- BRIEF -
Pull out each line of the material below that contains the word "wall", copying every such line in full.

- TASK INPUTS -
[Start]

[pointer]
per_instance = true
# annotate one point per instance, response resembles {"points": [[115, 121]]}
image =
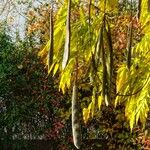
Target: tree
{"points": [[85, 50]]}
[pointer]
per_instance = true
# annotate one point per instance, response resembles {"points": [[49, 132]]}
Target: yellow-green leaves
{"points": [[68, 36], [51, 49]]}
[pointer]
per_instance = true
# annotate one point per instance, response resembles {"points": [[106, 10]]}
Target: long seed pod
{"points": [[76, 128], [68, 36], [110, 65], [148, 5], [129, 45], [50, 52], [139, 8], [104, 77]]}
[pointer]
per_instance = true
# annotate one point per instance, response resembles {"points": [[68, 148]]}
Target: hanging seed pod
{"points": [[76, 128], [50, 52], [68, 36]]}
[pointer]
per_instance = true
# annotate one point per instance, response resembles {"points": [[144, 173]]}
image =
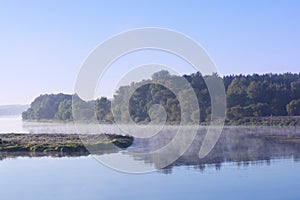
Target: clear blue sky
{"points": [[43, 43]]}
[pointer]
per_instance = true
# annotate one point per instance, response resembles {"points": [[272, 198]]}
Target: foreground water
{"points": [[84, 178], [243, 165]]}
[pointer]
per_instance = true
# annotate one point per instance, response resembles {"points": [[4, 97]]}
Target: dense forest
{"points": [[252, 99]]}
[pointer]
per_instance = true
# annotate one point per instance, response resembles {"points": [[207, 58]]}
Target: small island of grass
{"points": [[62, 143]]}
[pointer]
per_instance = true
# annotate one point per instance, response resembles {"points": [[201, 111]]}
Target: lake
{"points": [[242, 165]]}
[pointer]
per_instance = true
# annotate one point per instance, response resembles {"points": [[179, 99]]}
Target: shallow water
{"points": [[241, 166], [84, 178]]}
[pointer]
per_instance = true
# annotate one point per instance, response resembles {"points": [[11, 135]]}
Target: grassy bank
{"points": [[63, 143]]}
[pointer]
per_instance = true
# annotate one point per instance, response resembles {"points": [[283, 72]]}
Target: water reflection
{"points": [[242, 146]]}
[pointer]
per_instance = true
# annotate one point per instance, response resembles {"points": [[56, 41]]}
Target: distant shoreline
{"points": [[247, 121]]}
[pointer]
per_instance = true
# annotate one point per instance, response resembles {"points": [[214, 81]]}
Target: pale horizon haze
{"points": [[44, 43]]}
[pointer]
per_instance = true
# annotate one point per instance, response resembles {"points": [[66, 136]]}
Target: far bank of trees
{"points": [[250, 99]]}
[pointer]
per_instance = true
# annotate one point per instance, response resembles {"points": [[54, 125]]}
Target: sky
{"points": [[44, 43]]}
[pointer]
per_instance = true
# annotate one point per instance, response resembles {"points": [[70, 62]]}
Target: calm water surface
{"points": [[241, 166]]}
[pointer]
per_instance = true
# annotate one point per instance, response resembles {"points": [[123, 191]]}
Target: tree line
{"points": [[250, 99]]}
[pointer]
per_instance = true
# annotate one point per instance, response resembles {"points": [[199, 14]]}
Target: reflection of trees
{"points": [[243, 146]]}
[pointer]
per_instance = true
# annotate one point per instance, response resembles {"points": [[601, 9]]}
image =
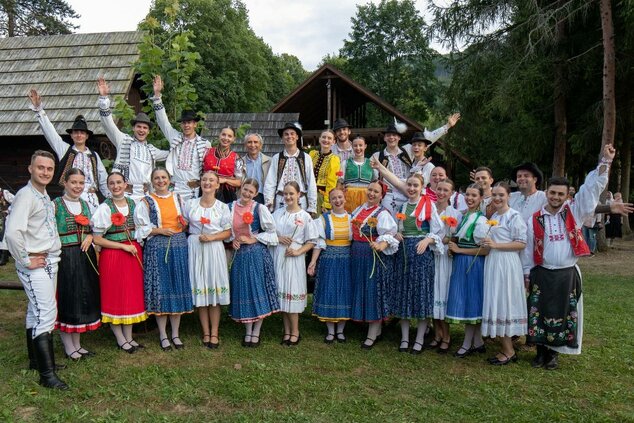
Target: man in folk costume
{"points": [[34, 243], [554, 243], [135, 156], [292, 164], [400, 160], [343, 145], [256, 164], [79, 155], [187, 148]]}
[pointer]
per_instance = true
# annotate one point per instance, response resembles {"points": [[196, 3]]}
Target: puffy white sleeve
{"points": [[142, 220], [387, 228], [269, 236], [101, 220], [319, 225], [481, 230], [528, 260], [436, 231]]}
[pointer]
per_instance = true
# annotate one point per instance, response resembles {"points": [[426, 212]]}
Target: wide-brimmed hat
{"points": [[340, 123], [291, 125], [391, 129], [80, 125], [141, 118], [532, 168], [187, 115], [420, 137]]}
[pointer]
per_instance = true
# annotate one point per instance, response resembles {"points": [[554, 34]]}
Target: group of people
{"points": [[388, 237]]}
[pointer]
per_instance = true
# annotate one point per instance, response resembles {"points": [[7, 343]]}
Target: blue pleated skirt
{"points": [[332, 298], [167, 287], [413, 296], [252, 284], [464, 301], [370, 296]]}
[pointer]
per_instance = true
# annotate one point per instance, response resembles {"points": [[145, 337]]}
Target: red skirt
{"points": [[121, 280]]}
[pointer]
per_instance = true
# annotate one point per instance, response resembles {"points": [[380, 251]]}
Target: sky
{"points": [[308, 29]]}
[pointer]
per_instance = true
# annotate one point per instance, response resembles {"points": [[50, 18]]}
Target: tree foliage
{"points": [[35, 17], [388, 52]]}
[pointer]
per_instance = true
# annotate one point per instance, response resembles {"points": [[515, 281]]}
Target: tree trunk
{"points": [[560, 97]]}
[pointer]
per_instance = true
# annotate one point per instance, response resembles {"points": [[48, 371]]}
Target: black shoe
{"points": [[256, 343], [552, 361], [416, 351], [130, 350], [463, 354], [540, 358], [180, 346], [86, 353], [42, 346], [497, 362]]}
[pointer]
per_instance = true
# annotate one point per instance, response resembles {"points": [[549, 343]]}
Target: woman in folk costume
{"points": [[209, 225], [297, 235], [168, 291], [373, 230], [252, 274], [464, 301], [227, 164], [332, 299], [504, 311], [442, 264], [357, 175], [120, 269], [420, 231], [78, 304], [326, 168]]}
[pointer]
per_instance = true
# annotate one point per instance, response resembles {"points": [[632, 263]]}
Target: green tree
{"points": [[35, 17], [388, 52]]}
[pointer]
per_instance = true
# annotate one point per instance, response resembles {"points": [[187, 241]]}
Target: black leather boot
{"points": [[43, 347], [29, 347], [540, 358], [4, 257]]}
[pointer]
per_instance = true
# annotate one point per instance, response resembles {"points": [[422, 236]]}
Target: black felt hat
{"points": [[291, 125], [141, 118], [340, 123], [80, 125], [187, 115], [532, 168]]}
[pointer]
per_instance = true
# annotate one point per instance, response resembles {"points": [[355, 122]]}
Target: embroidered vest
{"points": [[69, 230], [67, 161], [118, 233], [281, 163], [579, 246]]}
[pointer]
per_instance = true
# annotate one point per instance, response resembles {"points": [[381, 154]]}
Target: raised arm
{"points": [[105, 114], [51, 135]]}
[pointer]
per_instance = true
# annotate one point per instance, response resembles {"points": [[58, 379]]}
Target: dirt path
{"points": [[618, 261]]}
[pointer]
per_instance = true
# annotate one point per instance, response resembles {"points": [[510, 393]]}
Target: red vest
{"points": [[578, 244]]}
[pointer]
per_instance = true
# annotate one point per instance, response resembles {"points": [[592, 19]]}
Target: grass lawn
{"points": [[315, 382]]}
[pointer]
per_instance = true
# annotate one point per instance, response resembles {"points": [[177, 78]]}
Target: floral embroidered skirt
{"points": [[370, 295], [208, 272], [167, 286], [552, 306], [253, 288], [121, 283], [413, 282], [332, 299]]}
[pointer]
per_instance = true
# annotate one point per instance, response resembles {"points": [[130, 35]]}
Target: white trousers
{"points": [[40, 286]]}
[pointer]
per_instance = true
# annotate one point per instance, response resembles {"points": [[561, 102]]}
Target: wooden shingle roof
{"points": [[64, 70], [265, 124]]}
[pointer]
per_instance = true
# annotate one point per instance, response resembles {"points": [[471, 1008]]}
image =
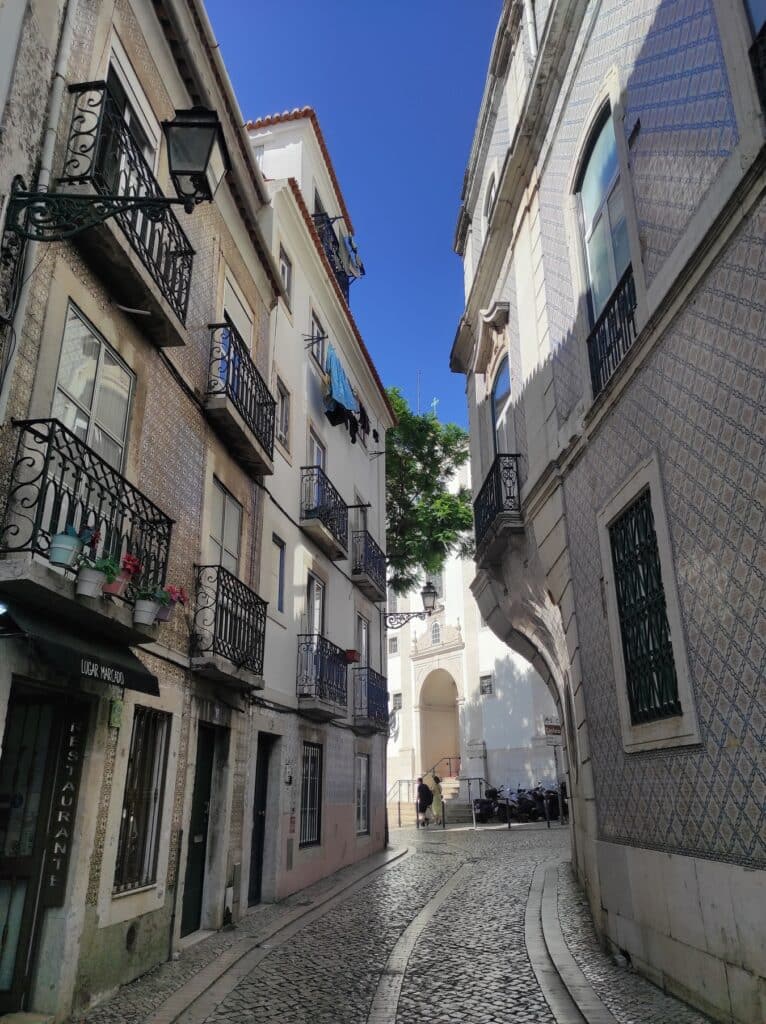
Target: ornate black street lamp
{"points": [[395, 620], [197, 159]]}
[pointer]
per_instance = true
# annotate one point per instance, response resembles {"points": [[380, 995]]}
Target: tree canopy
{"points": [[425, 520]]}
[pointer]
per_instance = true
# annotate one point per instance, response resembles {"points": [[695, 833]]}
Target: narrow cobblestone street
{"points": [[456, 928]]}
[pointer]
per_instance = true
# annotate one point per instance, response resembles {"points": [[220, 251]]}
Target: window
{"points": [[93, 390], [362, 793], [602, 216], [141, 810], [310, 796], [649, 667], [318, 340], [363, 641], [279, 571], [283, 415], [286, 272], [315, 605], [225, 528], [501, 393]]}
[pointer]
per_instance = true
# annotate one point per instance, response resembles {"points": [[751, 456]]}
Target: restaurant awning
{"points": [[84, 656]]}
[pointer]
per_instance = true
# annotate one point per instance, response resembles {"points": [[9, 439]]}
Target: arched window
{"points": [[602, 214], [501, 393], [490, 200]]}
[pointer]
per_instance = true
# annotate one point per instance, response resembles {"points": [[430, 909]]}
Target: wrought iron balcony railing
{"points": [[499, 495], [758, 62], [58, 481], [322, 671], [233, 374], [368, 558], [613, 333], [102, 152], [371, 697], [229, 620], [320, 500], [331, 245]]}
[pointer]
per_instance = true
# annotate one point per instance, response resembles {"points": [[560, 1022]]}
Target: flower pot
{"points": [[89, 583], [144, 612], [165, 612], [65, 550], [119, 586]]}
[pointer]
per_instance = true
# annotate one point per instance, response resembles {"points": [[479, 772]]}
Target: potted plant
{"points": [[93, 573], [147, 603], [175, 595], [131, 566], [66, 548]]}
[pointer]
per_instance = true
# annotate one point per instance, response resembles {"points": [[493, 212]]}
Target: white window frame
{"points": [[683, 729], [362, 793]]}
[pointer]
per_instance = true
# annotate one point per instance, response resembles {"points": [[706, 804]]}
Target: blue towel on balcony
{"points": [[340, 389]]}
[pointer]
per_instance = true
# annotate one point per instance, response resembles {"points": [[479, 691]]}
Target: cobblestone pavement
{"points": [[630, 997], [468, 963]]}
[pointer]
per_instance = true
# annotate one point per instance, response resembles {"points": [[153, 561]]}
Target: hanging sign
{"points": [[66, 788]]}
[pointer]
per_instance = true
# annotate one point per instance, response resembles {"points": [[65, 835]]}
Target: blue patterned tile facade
{"points": [[700, 401]]}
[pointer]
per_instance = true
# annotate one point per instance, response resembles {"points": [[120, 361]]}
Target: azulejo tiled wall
{"points": [[698, 401]]}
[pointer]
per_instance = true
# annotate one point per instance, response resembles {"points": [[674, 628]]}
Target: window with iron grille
{"points": [[647, 650], [141, 810], [310, 796], [362, 793]]}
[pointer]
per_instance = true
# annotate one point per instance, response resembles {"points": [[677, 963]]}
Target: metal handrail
{"points": [[229, 619], [322, 671], [57, 481], [613, 333], [233, 374], [499, 494], [102, 152]]}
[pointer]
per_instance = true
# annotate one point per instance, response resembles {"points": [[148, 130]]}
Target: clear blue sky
{"points": [[396, 85]]}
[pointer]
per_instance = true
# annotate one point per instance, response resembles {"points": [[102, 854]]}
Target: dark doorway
{"points": [[265, 742], [39, 780], [198, 830]]}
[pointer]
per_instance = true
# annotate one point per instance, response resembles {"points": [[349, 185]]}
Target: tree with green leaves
{"points": [[425, 521]]}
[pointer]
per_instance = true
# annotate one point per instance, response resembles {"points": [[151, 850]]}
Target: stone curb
{"points": [[581, 990], [183, 998]]}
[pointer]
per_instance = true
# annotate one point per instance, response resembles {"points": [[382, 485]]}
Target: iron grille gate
{"points": [[649, 668], [310, 796]]}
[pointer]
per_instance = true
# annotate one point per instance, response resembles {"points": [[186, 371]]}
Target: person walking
{"points": [[437, 805], [424, 801]]}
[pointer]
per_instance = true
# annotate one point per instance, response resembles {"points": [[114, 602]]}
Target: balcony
{"points": [[228, 629], [324, 514], [368, 565], [57, 481], [331, 245], [613, 333], [239, 402], [497, 508], [154, 272], [370, 702], [321, 679]]}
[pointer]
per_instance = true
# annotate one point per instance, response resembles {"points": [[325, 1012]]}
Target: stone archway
{"points": [[439, 724]]}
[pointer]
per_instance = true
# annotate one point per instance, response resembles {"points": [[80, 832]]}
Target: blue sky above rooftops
{"points": [[396, 85]]}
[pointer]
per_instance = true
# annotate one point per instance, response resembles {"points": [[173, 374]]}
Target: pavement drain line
{"points": [[386, 1000], [581, 990], [199, 996]]}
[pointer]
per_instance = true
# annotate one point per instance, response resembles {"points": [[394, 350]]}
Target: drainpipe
{"points": [[47, 153], [532, 28]]}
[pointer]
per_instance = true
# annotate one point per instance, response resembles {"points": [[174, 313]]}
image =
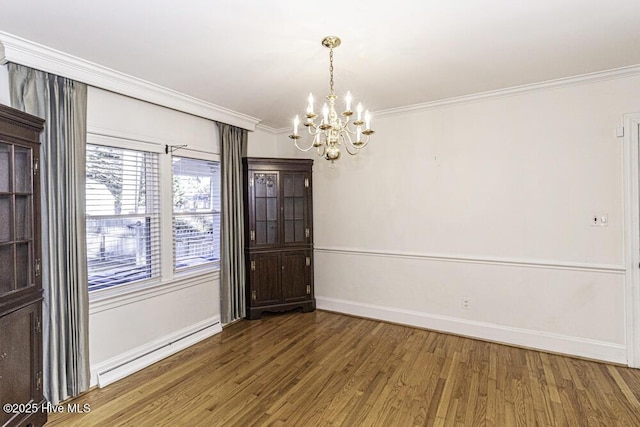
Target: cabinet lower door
{"points": [[296, 276], [265, 279], [20, 365]]}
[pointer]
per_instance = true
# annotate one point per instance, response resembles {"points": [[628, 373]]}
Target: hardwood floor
{"points": [[323, 368]]}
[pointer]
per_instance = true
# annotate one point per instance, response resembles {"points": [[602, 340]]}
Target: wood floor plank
{"points": [[327, 369]]}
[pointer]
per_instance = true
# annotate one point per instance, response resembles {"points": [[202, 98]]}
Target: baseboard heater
{"points": [[142, 357]]}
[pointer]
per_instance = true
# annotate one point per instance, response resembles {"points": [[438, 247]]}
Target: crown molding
{"points": [[34, 55], [594, 77], [268, 129]]}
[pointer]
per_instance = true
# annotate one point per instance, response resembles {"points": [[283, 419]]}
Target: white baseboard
{"points": [[591, 349], [116, 368]]}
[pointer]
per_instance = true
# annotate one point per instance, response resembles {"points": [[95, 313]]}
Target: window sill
{"points": [[107, 299]]}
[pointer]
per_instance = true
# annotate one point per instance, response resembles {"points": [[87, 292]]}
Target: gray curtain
{"points": [[233, 142], [62, 103]]}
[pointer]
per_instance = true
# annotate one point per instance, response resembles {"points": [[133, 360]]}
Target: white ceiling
{"points": [[262, 58]]}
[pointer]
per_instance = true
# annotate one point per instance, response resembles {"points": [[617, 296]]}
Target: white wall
{"points": [[4, 85], [262, 143], [124, 330], [489, 201]]}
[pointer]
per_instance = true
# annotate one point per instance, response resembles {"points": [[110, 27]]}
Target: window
{"points": [[122, 202], [196, 212]]}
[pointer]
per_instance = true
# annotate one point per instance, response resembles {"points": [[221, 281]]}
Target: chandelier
{"points": [[332, 131]]}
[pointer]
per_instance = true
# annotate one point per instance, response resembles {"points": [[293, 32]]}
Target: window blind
{"points": [[123, 206], [196, 212]]}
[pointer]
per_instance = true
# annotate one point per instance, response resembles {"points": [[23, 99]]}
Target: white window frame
{"points": [[168, 280]]}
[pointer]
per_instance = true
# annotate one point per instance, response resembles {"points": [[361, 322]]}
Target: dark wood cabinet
{"points": [[20, 280], [279, 235]]}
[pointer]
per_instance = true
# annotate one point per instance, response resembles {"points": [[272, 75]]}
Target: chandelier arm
{"points": [[302, 149], [334, 129], [315, 130]]}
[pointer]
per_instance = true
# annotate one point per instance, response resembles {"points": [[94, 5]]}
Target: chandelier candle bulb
{"points": [[334, 132], [310, 107], [296, 121]]}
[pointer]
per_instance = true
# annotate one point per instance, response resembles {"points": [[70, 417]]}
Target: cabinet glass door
{"points": [[16, 217], [294, 195], [266, 209]]}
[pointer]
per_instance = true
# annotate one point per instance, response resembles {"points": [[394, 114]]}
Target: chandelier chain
{"points": [[334, 130], [331, 70]]}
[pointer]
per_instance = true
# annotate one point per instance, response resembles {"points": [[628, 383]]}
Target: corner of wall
{"points": [[4, 85]]}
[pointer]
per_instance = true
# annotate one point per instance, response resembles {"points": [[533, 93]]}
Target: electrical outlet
{"points": [[600, 220]]}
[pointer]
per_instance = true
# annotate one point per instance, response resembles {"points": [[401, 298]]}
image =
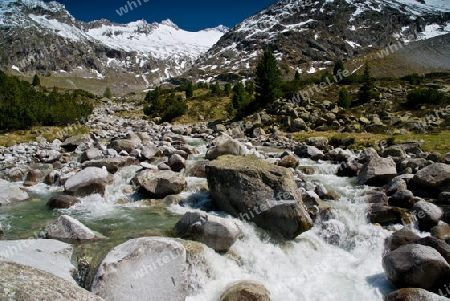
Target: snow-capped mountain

[End]

- ANSWER TO THE PROBLEM -
Target: azulejo tiled wall
Target: white wall
Target: corner of wall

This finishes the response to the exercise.